═══ Material shown ═══

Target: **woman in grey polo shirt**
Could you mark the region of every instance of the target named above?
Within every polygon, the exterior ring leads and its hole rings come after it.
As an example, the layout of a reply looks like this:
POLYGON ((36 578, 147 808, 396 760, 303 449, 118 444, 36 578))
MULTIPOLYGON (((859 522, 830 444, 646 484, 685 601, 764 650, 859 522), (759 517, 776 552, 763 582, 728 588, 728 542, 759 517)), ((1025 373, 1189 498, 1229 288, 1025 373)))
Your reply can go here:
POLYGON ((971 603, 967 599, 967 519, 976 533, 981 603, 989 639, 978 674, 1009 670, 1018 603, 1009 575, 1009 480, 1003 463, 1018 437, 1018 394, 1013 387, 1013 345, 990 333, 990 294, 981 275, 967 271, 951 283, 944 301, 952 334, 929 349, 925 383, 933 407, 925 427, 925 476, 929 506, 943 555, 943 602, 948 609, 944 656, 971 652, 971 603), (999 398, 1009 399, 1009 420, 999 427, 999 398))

═══

Exercise requirements. Rewrite the whole listing above as a numbered list with one line per item, leaving out any blank lines.

Exercise response.
1. Target: **woman in grey polo shirt**
2. Could you mark the region of every instance of the target named above?
3. Within every polygon, the exterior ring leads and its hole rings come after it.
4. As an example, the layout of a reply looks like this:
5. POLYGON ((36 578, 147 808, 396 760, 303 449, 118 444, 36 578))
6. MULTIPOLYGON (((859 522, 830 444, 646 484, 685 601, 764 650, 859 522), (759 517, 776 552, 763 582, 728 588, 728 542, 759 517)), ((1025 373, 1189 498, 1229 288, 1025 373)))
7. Your reply can go here:
8. POLYGON ((971 603, 967 599, 967 519, 976 533, 981 603, 989 639, 978 674, 1009 670, 1018 603, 1009 575, 1009 480, 1003 463, 1018 437, 1018 394, 1013 387, 1013 345, 990 333, 990 294, 981 275, 967 271, 951 283, 944 301, 952 334, 929 349, 925 383, 933 407, 925 427, 925 476, 929 506, 943 555, 943 602, 948 609, 944 656, 971 652, 971 603), (999 398, 1009 399, 1009 420, 999 427, 999 398))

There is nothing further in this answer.